## Exercise directions
I would like every entry below written out exactly.

########################################

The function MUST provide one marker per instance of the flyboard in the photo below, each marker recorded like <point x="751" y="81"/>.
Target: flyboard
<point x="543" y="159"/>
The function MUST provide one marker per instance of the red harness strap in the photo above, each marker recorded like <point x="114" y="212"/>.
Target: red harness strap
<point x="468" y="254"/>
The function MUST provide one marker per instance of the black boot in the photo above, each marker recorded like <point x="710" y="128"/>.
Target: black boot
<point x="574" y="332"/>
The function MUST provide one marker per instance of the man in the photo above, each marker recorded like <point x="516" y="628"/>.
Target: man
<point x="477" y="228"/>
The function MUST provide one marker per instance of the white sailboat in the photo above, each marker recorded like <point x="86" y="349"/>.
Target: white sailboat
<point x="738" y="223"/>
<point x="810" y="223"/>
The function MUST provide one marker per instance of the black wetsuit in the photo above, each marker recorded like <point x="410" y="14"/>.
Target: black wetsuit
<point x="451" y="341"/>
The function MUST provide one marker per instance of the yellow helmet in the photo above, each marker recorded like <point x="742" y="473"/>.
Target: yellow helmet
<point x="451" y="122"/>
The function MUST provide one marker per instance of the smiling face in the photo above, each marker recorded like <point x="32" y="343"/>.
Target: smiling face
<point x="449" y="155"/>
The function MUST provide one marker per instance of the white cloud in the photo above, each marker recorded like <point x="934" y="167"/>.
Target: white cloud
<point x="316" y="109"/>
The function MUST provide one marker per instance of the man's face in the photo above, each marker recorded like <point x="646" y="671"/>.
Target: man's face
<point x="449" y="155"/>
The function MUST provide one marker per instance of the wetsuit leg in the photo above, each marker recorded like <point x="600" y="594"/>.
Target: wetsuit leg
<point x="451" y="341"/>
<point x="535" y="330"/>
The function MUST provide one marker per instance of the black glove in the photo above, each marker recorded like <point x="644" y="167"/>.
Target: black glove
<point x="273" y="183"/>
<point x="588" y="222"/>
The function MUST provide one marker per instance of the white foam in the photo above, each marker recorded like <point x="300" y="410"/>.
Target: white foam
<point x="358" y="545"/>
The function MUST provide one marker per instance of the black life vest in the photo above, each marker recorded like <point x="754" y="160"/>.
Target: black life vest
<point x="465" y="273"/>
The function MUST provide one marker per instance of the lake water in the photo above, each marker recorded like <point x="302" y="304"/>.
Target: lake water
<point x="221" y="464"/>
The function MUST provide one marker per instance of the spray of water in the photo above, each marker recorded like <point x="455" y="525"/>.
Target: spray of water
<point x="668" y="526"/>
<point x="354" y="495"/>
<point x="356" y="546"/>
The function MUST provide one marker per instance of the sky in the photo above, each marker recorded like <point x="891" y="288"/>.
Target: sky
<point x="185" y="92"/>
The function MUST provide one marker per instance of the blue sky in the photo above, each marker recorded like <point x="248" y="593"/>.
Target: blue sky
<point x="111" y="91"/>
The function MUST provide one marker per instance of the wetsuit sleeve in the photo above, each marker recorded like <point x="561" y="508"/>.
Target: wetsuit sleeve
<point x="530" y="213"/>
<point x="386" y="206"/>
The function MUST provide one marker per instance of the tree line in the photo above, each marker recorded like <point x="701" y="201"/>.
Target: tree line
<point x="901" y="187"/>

########################################

## Output of the task
The function MUST provide one marker per instance of the flyboard in the photo below, each marker recorded like <point x="751" y="81"/>.
Target: flyboard
<point x="543" y="159"/>
The function MUST provide one marker per instance of the red harness strap in the photo above, each marker recorded like <point x="114" y="212"/>.
Target: red harness strap
<point x="468" y="254"/>
The function MUST provide one marker per instance of the black boot in the photo above, each marker recorded like <point x="710" y="128"/>.
Target: black boot
<point x="574" y="332"/>
The function MUST provide one marker per instance of the man in the photo above, each marker recorded like <point x="516" y="628"/>.
Target: man
<point x="477" y="228"/>
The function MUST provide one marker per instance of the white sailboat in the photo above, each marker recorded like <point x="86" y="349"/>.
Target: white sailboat
<point x="738" y="223"/>
<point x="810" y="223"/>
The function MUST provide one marker per instance of the black wetsuit in the photo above, each marker recorded like <point x="410" y="14"/>.
Target: black wetsuit
<point x="451" y="341"/>
The function MUST provide one marker per instance of the yellow helmet in the photo above, each marker recorded like <point x="742" y="473"/>.
Target: yellow helmet
<point x="451" y="122"/>
The function MUST provide one marker per instance of the smiling face in the photo above, each marker recorded like <point x="32" y="343"/>.
Target: smiling face
<point x="449" y="155"/>
The function MUST provide one marker per instance of the white cloud in the photo above, each marker recorded like <point x="934" y="167"/>.
Target: white cloud
<point x="316" y="109"/>
The function MUST provide one marker per instance of the man's face in the photo above, each marker recorded like <point x="646" y="671"/>.
Target: man's face
<point x="449" y="155"/>
The function MUST provide one marker per instance of the wetsuit leg in the photo above, each marker recorded like <point x="600" y="594"/>.
Target: wetsuit leg
<point x="451" y="341"/>
<point x="535" y="330"/>
The function MUST provide one marker per instance of the black glove in the photo above, each marker recorded like <point x="644" y="167"/>.
Target: black glove
<point x="273" y="183"/>
<point x="588" y="222"/>
The function MUST provide one marker per instance of the white foam in the photo above, each marker recorded like <point x="300" y="410"/>.
Target: white foam
<point x="358" y="545"/>
The function MUST provide one marker per instance of the black life vest in the photo above, each marker recorded like <point x="754" y="160"/>.
Target: black life vest
<point x="465" y="273"/>
The function MUST provide one marker per instance of the lake water in the photo above, each marker recorded like <point x="302" y="304"/>.
Target: lake water
<point x="221" y="464"/>
The function MUST provide one marker per instance of the spray of water in the photo above, each marker recorded like <point x="455" y="525"/>.
Target: spray of water
<point x="668" y="526"/>
<point x="354" y="495"/>
<point x="356" y="546"/>
The function MUST provide one marker per instance of the sky in the photo above, each marker recorded like <point x="891" y="288"/>.
Target: sky
<point x="185" y="92"/>
The function MUST provide one marker per instance of the blue sky in the photo above, each marker recorded like <point x="248" y="593"/>.
Target: blue sky
<point x="111" y="91"/>
The function MUST provide one marker per instance of the wetsuit sleeve in the photo above, each marker recorded like <point x="561" y="508"/>.
Target: wetsuit sleeve
<point x="530" y="213"/>
<point x="386" y="206"/>
The function MUST provide one marker per instance of the tree line in the photo above, each marker recorded like <point x="701" y="201"/>.
Target: tree line
<point x="901" y="187"/>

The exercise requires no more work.